Input material

· · · ·

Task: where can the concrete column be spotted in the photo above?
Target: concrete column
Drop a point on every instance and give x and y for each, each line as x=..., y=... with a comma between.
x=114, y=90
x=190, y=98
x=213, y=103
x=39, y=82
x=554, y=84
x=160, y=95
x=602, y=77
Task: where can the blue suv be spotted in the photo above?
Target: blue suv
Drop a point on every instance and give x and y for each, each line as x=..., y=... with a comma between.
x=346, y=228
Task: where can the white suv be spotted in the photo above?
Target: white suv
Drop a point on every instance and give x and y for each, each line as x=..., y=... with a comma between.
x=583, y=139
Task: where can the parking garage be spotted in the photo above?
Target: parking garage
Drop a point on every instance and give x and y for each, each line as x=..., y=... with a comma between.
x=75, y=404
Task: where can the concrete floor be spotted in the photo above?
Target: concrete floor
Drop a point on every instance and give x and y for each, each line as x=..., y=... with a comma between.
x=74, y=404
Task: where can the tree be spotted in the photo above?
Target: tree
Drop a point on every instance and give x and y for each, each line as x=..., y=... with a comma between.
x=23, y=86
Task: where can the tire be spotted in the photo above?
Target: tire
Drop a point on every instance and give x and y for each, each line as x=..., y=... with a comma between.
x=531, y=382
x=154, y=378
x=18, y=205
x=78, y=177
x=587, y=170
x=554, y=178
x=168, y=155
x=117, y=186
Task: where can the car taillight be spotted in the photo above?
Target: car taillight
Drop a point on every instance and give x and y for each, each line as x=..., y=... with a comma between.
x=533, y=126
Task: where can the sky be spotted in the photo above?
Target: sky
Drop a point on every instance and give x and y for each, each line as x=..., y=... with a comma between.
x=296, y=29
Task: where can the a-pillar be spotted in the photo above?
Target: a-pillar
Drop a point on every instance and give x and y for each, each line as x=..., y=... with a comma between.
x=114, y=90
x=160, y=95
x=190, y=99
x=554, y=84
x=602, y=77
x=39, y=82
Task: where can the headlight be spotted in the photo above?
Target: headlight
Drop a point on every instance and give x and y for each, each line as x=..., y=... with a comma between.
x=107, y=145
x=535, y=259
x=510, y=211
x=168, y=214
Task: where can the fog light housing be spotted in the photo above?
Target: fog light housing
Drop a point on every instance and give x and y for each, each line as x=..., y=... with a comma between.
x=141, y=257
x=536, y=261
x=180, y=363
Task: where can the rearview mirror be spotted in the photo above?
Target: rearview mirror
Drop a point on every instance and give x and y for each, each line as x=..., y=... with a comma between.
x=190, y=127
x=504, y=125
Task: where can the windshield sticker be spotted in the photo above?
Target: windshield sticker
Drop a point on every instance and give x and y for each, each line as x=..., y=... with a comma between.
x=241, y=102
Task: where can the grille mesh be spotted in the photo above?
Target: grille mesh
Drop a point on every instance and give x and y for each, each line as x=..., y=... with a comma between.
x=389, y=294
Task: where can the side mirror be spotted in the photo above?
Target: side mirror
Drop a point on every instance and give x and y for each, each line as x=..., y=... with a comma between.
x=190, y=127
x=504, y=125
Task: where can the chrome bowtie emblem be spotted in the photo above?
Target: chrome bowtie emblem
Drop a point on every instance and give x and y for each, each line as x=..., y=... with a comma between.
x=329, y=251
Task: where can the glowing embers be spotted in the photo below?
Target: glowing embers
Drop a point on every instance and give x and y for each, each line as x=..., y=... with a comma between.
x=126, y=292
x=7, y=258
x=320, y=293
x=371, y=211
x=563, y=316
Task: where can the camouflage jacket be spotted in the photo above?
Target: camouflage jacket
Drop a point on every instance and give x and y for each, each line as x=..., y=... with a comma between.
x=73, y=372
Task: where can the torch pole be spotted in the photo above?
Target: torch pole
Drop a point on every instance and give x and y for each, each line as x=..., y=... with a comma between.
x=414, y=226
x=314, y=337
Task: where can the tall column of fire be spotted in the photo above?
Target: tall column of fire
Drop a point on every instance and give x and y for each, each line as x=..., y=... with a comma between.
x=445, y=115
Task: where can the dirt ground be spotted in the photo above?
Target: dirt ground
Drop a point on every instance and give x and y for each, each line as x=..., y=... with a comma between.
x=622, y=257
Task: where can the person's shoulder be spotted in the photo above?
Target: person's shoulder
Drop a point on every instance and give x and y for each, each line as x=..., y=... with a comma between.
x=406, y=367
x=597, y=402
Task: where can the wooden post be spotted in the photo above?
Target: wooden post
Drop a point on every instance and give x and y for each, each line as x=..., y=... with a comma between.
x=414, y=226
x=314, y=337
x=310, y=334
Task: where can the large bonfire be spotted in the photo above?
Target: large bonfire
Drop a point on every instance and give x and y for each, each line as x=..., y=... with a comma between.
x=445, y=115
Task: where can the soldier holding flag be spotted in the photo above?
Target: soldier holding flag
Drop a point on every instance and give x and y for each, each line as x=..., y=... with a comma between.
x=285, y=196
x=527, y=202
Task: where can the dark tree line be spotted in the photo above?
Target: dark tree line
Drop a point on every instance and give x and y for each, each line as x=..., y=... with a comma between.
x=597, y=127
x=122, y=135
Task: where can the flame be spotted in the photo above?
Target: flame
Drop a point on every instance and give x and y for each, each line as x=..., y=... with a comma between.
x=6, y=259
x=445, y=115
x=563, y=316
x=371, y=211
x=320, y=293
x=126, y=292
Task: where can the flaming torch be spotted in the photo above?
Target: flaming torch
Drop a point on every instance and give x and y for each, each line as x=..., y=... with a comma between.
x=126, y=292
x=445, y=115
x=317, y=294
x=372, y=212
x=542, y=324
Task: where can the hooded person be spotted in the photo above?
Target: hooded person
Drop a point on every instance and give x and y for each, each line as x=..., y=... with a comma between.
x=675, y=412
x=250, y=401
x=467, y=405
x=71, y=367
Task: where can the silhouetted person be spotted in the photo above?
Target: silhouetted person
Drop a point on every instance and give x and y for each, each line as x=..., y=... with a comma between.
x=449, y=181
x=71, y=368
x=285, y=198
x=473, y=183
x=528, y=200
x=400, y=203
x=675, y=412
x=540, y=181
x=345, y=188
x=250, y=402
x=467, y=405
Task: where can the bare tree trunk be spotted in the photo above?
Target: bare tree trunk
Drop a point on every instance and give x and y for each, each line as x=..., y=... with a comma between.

· · · ·

Task objective
Transcribe the records above exactly as they appear.

Solution for this problem
Task: where can the concrete column be spotted in the photo above?
Target: concrete column
Drop a point on every instance and give x and y for each, each line as x=..., y=... with a comma between.
x=114, y=90
x=190, y=98
x=213, y=103
x=39, y=82
x=554, y=84
x=160, y=95
x=602, y=77
Task: where can the blue suv be spotted in the photo above?
Target: blue suv
Drop a point on every instance and give x and y for each, each line as x=..., y=... with a comma between.
x=346, y=228
Task: where can the white suv be spotted in the photo above?
Target: white suv
Drop a point on every instance and give x and y for each, each line as x=..., y=... with a comma between.
x=583, y=139
Task: where can the parking garage be spotted in the photo above?
Target: parking garage
Drop a point on every instance and give x and y for each, each line as x=..., y=... with a comma between.
x=75, y=404
Task: where can the concrete floor be spotted in the photo above?
Target: concrete floor
Drop a point on every instance and give x and y for each, each line as x=..., y=... with a comma between.
x=74, y=404
Task: where can the tree be spotted in the photo above?
Target: tree
Drop a point on every instance and give x and y for each, each line as x=..., y=... with a comma between.
x=23, y=86
Task: where can the tire be spotted in the photo above?
Target: tire
Drop a point on every instance and give x and y for each, each line as x=..., y=... with a comma between.
x=531, y=382
x=154, y=378
x=18, y=205
x=78, y=177
x=587, y=170
x=554, y=178
x=168, y=155
x=117, y=186
Task: where can the car taillight be spotted in the photo above?
Target: car taillight
Drop a point on every instance and give x and y for each, each line as x=..., y=... with a comma between.
x=533, y=126
Task: where can the sky be spotted in the photo above?
Target: sky
Drop a point on every instance and give x and y for each, each line as x=..., y=... with a comma between.
x=296, y=29
Task: where can the a-pillar be spotted in the photo above?
Target: a-pillar
Drop a point on every instance and give x and y for each, each line as x=..., y=... with a comma between.
x=114, y=90
x=160, y=95
x=190, y=99
x=554, y=84
x=602, y=77
x=39, y=82
Task: where can the headlight be spotted in the photo above?
Target: headlight
Drop a point on every instance and give x and y for each, each line as x=..., y=... with a comma between.
x=107, y=145
x=535, y=259
x=510, y=211
x=168, y=214
Task: where can the fog light housing be spotted in the photo above?
Target: fog light housing
Drop a point on every instance and give x and y for each, each line as x=..., y=... with a comma between.
x=141, y=257
x=536, y=261
x=180, y=363
Task: where can the rearview mirror be spotted in the photo above?
Target: rearview mirror
Drop a point on every instance and give x and y for each, each line as x=..., y=... with a comma between.
x=190, y=127
x=504, y=125
Task: where can the windshield sticker be spotted in the photo above?
Target: windshield sticker
Drop a point on every instance and give x and y for each, each line as x=..., y=... with a comma between.
x=241, y=102
Task: where can the grille mesh be spotted in the photo above?
Target: grille mesh
Drop a point on every instance and give x and y for each, each line as x=..., y=... with a comma between.
x=389, y=294
Task: where can the side mirror be spotted in the photo above?
Target: side mirror
Drop a point on every instance and give x and y for each, each line as x=..., y=... with a comma between.
x=190, y=127
x=504, y=125
Task: where can the chrome bowtie emblem be spotted in the photo above?
Target: chrome bowtie emblem
Drop a point on every instance and give x and y for each, each line as x=..., y=... with a comma between.
x=329, y=251
Task: where can the glowing embers be spotted in the photo below?
Target: glowing embers
Drop a point on every instance and give x and y for each, each line as x=..., y=... with a comma between.
x=126, y=292
x=7, y=258
x=320, y=293
x=371, y=211
x=563, y=316
Task: where can the camouflage jacket be spotted in the photo above?
Target: camouflage jacket
Drop a point on every instance and give x and y for each, each line as x=..., y=... with a comma between.
x=73, y=372
Task: where can the torch pole be spotted in the photo above?
Target: torch pole
Drop a point on every instance and give x and y for each, each line as x=..., y=... with a comma between.
x=414, y=226
x=314, y=337
Task: where can the tall column of fire be spotted in the photo above?
Target: tall column of fire
Drop a point on every instance and give x and y for each, each line as x=..., y=... with a comma between.
x=445, y=115
Task: where can the dirt ground be spotted in the photo above?
Target: dirt ground
Drop a point on every instance and give x and y for each, each line as x=..., y=... with a comma between.
x=622, y=257
Task: where can the person's shoulder be spotted in the photo above?
Target: person's shoulder
Drop a point on every instance and give x and y for each, each line as x=..., y=... with a comma between.
x=406, y=367
x=597, y=402
Task: where can the wooden post be spotted in the photo above?
Target: wooden post
Drop a point on every instance and give x and y for each, each line as x=..., y=... with a comma between.
x=414, y=226
x=314, y=337
x=310, y=334
Task: where can the large bonfire be spotted in the photo above?
Target: large bonfire
Drop a point on every instance and give x and y for each, each line as x=..., y=... with a comma between.
x=445, y=115
Task: where can the soldier holding flag be spotted in the photo above?
Target: soldier holding flag
Drop a point on every instance and give x and y for each, each line as x=..., y=... with a comma between.
x=285, y=196
x=527, y=202
Task: where can the dark tree line be spotted in the photo above?
Target: dark tree line
Drop a point on every instance and give x and y for each, each line as x=..., y=... with a comma between.
x=597, y=127
x=122, y=135
Task: where can the flame be spotted in the photo above?
Target: flame
Drop a point on every instance and give x and y for each, each line as x=..., y=... with a comma between.
x=6, y=259
x=445, y=115
x=563, y=316
x=371, y=211
x=320, y=293
x=126, y=292
Task: where can the flaming torch be spotted in the photo above?
Target: flaming torch
Drop a point on every instance and give x and y for each, each line as x=..., y=... with a comma between.
x=126, y=292
x=445, y=115
x=317, y=294
x=372, y=212
x=542, y=324
Task: where can the hooded person be spotted in the photo above?
Target: hooded person
Drop a point on every instance and give x and y for each, each line as x=..., y=... with a comma between.
x=675, y=412
x=250, y=401
x=467, y=405
x=71, y=367
Task: where can the silhouetted person be spotted in the photo above?
Target: silhouetted person
Drop a point on every instance and give x and y for each, each line as x=..., y=... with a comma between.
x=449, y=181
x=71, y=368
x=285, y=198
x=473, y=183
x=528, y=200
x=400, y=203
x=675, y=412
x=540, y=181
x=345, y=188
x=250, y=402
x=467, y=405
Task: where can the bare tree trunk be spotted in the photo above?
Target: bare tree trunk
Drop a point on every instance and give x and y for each, each line as x=..., y=... with a comma between.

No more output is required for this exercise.